→ Entries shown:
##########

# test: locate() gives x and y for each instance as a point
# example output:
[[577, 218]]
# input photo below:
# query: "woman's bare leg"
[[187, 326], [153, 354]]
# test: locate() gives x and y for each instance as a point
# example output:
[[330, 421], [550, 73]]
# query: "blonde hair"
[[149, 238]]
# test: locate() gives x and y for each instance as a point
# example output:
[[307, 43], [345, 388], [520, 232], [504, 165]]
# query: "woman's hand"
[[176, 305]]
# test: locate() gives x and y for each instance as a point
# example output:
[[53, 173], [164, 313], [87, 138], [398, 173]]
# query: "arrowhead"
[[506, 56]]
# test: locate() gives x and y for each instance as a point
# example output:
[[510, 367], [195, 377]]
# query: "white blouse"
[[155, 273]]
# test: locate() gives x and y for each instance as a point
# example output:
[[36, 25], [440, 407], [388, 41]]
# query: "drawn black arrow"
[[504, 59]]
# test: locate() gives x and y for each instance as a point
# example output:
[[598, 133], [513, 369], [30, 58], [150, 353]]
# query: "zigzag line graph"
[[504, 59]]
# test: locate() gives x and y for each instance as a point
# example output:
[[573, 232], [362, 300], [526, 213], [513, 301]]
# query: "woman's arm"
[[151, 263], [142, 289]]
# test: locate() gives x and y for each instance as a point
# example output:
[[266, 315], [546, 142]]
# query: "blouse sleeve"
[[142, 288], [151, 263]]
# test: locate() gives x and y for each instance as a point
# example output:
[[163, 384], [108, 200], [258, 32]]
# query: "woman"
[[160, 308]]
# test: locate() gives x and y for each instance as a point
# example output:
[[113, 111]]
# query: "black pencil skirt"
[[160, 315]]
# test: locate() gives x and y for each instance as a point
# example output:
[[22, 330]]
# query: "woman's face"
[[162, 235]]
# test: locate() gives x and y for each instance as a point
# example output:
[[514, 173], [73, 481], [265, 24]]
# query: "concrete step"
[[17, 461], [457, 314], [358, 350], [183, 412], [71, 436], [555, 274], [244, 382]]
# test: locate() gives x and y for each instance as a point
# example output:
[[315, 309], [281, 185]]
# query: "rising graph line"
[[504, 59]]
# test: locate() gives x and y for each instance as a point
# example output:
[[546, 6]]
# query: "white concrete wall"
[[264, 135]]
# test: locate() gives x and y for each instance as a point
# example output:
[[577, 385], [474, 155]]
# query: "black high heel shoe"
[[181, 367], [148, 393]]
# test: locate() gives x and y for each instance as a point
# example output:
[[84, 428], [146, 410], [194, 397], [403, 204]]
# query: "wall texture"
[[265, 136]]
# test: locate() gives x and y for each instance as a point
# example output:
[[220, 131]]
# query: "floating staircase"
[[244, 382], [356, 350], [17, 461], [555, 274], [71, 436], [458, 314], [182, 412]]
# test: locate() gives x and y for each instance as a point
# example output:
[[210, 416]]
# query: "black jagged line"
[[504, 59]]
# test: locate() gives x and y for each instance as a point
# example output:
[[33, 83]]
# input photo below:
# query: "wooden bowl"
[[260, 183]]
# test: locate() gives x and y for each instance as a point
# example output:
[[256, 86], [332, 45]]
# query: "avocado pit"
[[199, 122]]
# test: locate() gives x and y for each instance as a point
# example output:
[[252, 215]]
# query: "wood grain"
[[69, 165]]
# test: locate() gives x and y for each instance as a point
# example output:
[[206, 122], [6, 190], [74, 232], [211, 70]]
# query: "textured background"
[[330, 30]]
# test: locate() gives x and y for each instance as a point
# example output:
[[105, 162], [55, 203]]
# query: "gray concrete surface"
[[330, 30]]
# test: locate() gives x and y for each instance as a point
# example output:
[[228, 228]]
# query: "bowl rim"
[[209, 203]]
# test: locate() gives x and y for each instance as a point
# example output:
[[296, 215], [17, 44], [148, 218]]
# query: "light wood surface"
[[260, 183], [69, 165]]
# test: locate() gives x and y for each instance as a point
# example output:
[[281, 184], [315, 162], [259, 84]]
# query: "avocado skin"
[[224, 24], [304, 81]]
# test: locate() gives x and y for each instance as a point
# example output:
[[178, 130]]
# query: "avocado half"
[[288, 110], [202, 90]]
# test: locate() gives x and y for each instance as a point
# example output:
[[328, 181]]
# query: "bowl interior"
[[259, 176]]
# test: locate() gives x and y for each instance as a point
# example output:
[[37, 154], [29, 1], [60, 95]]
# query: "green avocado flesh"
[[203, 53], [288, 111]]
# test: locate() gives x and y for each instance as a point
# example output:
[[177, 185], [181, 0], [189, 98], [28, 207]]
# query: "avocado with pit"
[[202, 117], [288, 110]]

##########

→ The exercise: Copy the lines from the first one through the line containing "[[151, 263], [142, 289]]", swapping "blonde hair" for "brown hair" and keeping everything else the same.

→ Task output:
# test: locate() gives x and y for each instance as a point
# example output:
[[577, 218]]
# input photo below:
# query: "woman's bare leg"
[[187, 326], [153, 354]]
# test: locate() gives x and y for each instance as a point
# example output:
[[330, 421], [550, 73]]
# query: "brown hair"
[[149, 238]]
# test: locate() gives x and y for each instance as a point
# example output:
[[307, 43], [345, 388], [520, 232], [504, 165]]
# query: "woman's hand"
[[176, 305]]
# test: locate() gives x and y for each instance as a point
# example output:
[[53, 173], [164, 313], [87, 138], [398, 173]]
# query: "arrowhead"
[[506, 56]]
# test: locate() gives x and y for each instance as a point
# example output:
[[510, 367], [195, 377]]
# query: "white blouse"
[[155, 273]]
# test: locate() gives x and y for each instance as a point
# example output:
[[36, 25], [440, 407], [388, 41]]
# query: "drawn black arrow"
[[504, 59]]
# test: locate() gives x and y for each instance as a point
# example output:
[[598, 133], [513, 369], [30, 58], [150, 353]]
# query: "zigzag line graph"
[[504, 59]]
# test: locate() gives x and y for each instance as a point
# example output:
[[573, 232], [362, 300], [526, 213], [513, 301]]
# query: "woman's arm"
[[151, 263], [142, 289]]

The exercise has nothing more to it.